* _Action item_
In this exercise, every entry below is to be reproduced word for word.

(Extracted data entries)
=-=-=-=-=
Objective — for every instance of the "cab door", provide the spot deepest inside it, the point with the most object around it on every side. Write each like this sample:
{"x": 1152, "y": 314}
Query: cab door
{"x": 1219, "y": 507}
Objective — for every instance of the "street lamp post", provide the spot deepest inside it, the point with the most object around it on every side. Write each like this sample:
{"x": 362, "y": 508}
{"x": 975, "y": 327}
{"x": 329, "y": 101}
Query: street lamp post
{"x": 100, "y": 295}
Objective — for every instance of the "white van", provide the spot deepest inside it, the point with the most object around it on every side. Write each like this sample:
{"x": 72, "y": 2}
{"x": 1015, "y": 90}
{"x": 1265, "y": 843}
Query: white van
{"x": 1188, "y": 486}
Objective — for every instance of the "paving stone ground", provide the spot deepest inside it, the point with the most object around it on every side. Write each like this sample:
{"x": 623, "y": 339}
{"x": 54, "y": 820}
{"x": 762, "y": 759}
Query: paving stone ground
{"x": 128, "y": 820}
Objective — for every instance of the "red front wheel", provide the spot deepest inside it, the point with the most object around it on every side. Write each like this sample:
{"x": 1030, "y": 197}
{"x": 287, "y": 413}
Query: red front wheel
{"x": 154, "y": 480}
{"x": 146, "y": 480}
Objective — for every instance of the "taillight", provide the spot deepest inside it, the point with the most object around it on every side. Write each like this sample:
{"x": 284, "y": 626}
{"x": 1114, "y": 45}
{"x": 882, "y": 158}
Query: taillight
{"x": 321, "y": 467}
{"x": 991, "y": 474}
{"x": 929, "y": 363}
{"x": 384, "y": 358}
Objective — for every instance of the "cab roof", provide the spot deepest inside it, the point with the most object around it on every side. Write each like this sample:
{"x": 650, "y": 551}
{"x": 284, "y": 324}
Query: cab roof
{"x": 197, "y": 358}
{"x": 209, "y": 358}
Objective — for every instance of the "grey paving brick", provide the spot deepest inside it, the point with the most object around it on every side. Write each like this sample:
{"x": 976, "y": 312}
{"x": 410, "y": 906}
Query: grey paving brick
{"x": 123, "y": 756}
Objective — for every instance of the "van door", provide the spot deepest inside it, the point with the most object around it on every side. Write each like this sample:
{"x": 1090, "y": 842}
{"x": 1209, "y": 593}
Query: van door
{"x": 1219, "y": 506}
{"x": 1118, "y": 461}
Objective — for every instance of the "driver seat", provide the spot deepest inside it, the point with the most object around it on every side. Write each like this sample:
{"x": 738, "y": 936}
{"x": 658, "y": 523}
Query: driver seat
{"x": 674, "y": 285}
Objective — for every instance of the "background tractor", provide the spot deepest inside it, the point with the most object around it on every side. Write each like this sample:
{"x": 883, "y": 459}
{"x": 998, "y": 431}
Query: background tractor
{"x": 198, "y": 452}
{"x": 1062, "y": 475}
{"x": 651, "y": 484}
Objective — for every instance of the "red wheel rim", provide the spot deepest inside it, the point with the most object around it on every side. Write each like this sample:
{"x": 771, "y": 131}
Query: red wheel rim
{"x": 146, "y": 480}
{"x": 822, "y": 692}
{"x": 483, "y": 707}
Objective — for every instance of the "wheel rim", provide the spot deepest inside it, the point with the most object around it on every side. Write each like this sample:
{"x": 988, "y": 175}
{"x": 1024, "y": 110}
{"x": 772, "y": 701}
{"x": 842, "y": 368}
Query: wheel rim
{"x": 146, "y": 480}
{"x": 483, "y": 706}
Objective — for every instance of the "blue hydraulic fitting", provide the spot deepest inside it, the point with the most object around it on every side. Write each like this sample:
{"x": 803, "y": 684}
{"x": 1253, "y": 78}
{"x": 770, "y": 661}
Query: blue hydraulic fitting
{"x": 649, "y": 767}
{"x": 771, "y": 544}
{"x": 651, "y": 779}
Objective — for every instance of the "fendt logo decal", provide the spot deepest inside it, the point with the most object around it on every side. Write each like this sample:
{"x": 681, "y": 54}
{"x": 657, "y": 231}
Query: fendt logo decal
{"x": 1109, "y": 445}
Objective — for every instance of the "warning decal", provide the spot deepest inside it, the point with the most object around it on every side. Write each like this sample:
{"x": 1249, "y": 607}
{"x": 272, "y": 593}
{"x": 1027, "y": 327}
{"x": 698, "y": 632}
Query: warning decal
=-=-=-=-=
* _Output of the exercise_
Objective — for every instance of the "cab door", provide the spot deepest inside it, the point with the most object around it on every side. Write each like this sample:
{"x": 1152, "y": 314}
Query: cab door
{"x": 1219, "y": 507}
Objective — for every instance of the "street lamp post", provide the spot deepest inside it, the point with the most object around it on every side. Write each like this sample:
{"x": 362, "y": 508}
{"x": 975, "y": 327}
{"x": 329, "y": 101}
Query: street lamp post
{"x": 100, "y": 295}
Objective — for every instance of the "white van", provide the spot deepest inside it, the point with the most object around it on every side. Write each like this sample:
{"x": 72, "y": 2}
{"x": 1015, "y": 90}
{"x": 1265, "y": 843}
Query: white van
{"x": 1188, "y": 486}
Objective — for every instance of the "paving stone ground", provide the spot deepest inside it, the point with the most object around it on every side. Write each like this sample:
{"x": 623, "y": 339}
{"x": 54, "y": 820}
{"x": 762, "y": 759}
Query: paving stone ground
{"x": 128, "y": 820}
Objective — for every instance of the "red front wheel", provide the spot deepest inside it, the point with the most object around it on every side. Write each like this sample:
{"x": 1030, "y": 197}
{"x": 287, "y": 413}
Query: red front wheel
{"x": 154, "y": 480}
{"x": 146, "y": 480}
Objective — for every instance of the "taillight", provide the spot deepest inside it, the point with the most object around it on every side. Write each like this sample:
{"x": 284, "y": 626}
{"x": 1114, "y": 45}
{"x": 882, "y": 158}
Query: taillight
{"x": 321, "y": 467}
{"x": 991, "y": 474}
{"x": 929, "y": 363}
{"x": 384, "y": 358}
Objective — for every instance of the "cab roof", provide the spot deepest inside it, the point with the most object around it on every side. Write each like this sample:
{"x": 650, "y": 551}
{"x": 284, "y": 324}
Query: cab roof
{"x": 197, "y": 358}
{"x": 209, "y": 358}
Objective — for every instance of the "grey paving brick", provide the spot deepest inside it, the point with the most object around it on every side. Write each like this sample:
{"x": 976, "y": 312}
{"x": 410, "y": 906}
Query: grey paving brick
{"x": 123, "y": 756}
Objective — for every instance of the "van door", provide the spot deepest inside it, the point with the most object around it on every side. Write each like this sample:
{"x": 1090, "y": 842}
{"x": 1209, "y": 593}
Query: van door
{"x": 1219, "y": 506}
{"x": 1118, "y": 461}
Objective — for every instance of the "driver seat", provide the spot deepest inside it, the point with the most object around it on every side. Write each like this sample:
{"x": 738, "y": 936}
{"x": 658, "y": 523}
Query: driver seat
{"x": 674, "y": 285}
Objective — for every instance of the "background tractor", provide the spot deepest inside it, the point with the most object around it on every side. Write each like this sample:
{"x": 883, "y": 459}
{"x": 998, "y": 431}
Query: background tractor
{"x": 198, "y": 452}
{"x": 1062, "y": 475}
{"x": 651, "y": 484}
Objective — for every instance of the "red wheel rim", provide the spot deepest inside it, the point with the most object around it on every side. Write each like this sample:
{"x": 771, "y": 131}
Query: red wheel rim
{"x": 146, "y": 480}
{"x": 822, "y": 692}
{"x": 483, "y": 707}
Objective — for every instance of the "wheel rim", provide the spot deepest inside it, the point with the most object around it on every side. Write each like this sample:
{"x": 988, "y": 175}
{"x": 1024, "y": 110}
{"x": 772, "y": 701}
{"x": 842, "y": 368}
Query: wheel rim
{"x": 146, "y": 480}
{"x": 483, "y": 706}
Objective — for every instance of the "blue hydraulic fitting", provide the spot deepest inside it, the point with the most object around it on every side. Write each like this sample:
{"x": 803, "y": 684}
{"x": 1253, "y": 78}
{"x": 770, "y": 661}
Query: blue hydraulic fitting
{"x": 649, "y": 767}
{"x": 771, "y": 544}
{"x": 651, "y": 779}
Objective — for every instance of the "fendt logo decal", provide the spot deepest inside it, the point with the most object around it on every side. Write each like this sample:
{"x": 681, "y": 54}
{"x": 657, "y": 231}
Query: fendt logo decal
{"x": 1109, "y": 445}
Objective — for every instance of the "warning decal", provide the spot deepest inside it, the point with the most object around it on every side. Write each like this sample:
{"x": 1249, "y": 607}
{"x": 272, "y": 593}
{"x": 1027, "y": 327}
{"x": 698, "y": 632}
Query: warning decal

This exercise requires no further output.